Ziele:
1 > Gib bitte aus dem Artikel über Sterbehilfe den Teil wortgetreu wieder, der bei „Die Organisation Dignitas“ beginnt und bei „im Zürcher Kantonsrat.“ endet.
2 > In welchem Jahr reichten Jean-Philippe Pinto und Bruno Walliser laut dem Artikel über Sterbehilfe ihre Motion ein?

____ Ausgewählter Abschnitt

Freitodbegleitungen
Sterbehelfer müssen Verfahrenskosten bei Sterbetourismus nicht tragen

Die Organisation Dignitas hilft Sterbewilligen aus dem Ausland, sich in der Schweiz das Leben zu nehmen. Der Versuch, den Sterbehelfern die dafür anfallenden Verfahrenskosten zu überwälzen, scheiterte am Montag im Zürcher Kantonsrat.

Matthias Scharrer
Drucken
Im letzten Jahr führte Dignitas 205 Freitodbegleitungen durch (Themenbild).

Im letzten Jahr führte Dignitas 205 Freitodbegleitungen durch (Themenbild).

Keystone

Die gestrige Debatte hatte eine lange Vorgeschichte: 2007 reichten die beiden Volketswiler Kantonsräte Jean-Philippe Pinto (CVP) und Bruno Walliser (SVP) ihre Motion ein. Sie wollten damit insbesondere der Sterbehilfeorganisation Dignitas die Verfahrenskosten überwälzen, die anfallen, wenn Personen mit letztem Wohnsitz im Ausland sich mithilfe von Dignitas im Kanton Zürich das Leben nehmen. Hintergrund waren Widerstände in betroffenen Gemeinden gegen die Aktivitäten von Dignitas. Das makabere Wort vom «Sterbetourismus» war in aller Munde.

________
____ Daten

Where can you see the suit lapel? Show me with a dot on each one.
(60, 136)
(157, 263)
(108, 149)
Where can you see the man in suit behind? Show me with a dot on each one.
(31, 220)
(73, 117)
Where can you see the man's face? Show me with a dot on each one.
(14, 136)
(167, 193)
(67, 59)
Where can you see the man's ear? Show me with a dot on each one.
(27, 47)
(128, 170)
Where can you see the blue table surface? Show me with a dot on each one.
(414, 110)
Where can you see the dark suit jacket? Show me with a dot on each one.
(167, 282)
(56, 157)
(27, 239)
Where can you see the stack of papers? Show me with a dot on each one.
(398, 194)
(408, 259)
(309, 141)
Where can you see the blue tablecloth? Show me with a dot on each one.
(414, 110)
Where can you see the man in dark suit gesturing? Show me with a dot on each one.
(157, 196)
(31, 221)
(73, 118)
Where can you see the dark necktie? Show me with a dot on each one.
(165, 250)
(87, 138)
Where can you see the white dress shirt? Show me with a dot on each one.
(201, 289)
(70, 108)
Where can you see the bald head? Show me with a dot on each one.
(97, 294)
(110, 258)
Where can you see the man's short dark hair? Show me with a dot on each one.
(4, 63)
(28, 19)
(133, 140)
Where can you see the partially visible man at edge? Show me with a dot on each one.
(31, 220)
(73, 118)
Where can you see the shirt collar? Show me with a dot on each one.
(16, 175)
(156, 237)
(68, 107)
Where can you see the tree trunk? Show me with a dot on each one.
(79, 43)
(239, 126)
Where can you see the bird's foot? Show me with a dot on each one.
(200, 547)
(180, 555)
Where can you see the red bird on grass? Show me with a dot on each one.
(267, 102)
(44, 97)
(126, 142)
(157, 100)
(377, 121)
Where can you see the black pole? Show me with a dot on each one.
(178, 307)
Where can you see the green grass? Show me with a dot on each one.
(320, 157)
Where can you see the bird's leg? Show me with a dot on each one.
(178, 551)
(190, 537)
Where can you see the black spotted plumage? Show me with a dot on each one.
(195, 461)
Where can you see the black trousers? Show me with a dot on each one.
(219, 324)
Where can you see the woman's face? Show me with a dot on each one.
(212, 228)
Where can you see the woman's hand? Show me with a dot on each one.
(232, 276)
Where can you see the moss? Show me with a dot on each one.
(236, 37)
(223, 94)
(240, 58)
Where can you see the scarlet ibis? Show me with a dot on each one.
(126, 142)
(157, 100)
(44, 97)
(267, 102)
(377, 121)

________

Lösungen im Einzelnen:
1 >
Die Organisation Dignitas hilft Sterbewilligen aus dem Ausland, sich in der Schweiz das Leben zu nehmen. Der Versuch, den Sterbehelfern die dafür anfallenden Verfahrenskosten zu überwälzen, scheiterte am Montag im Zürcher Kantonsrat.

2 > Im Jahr 2007.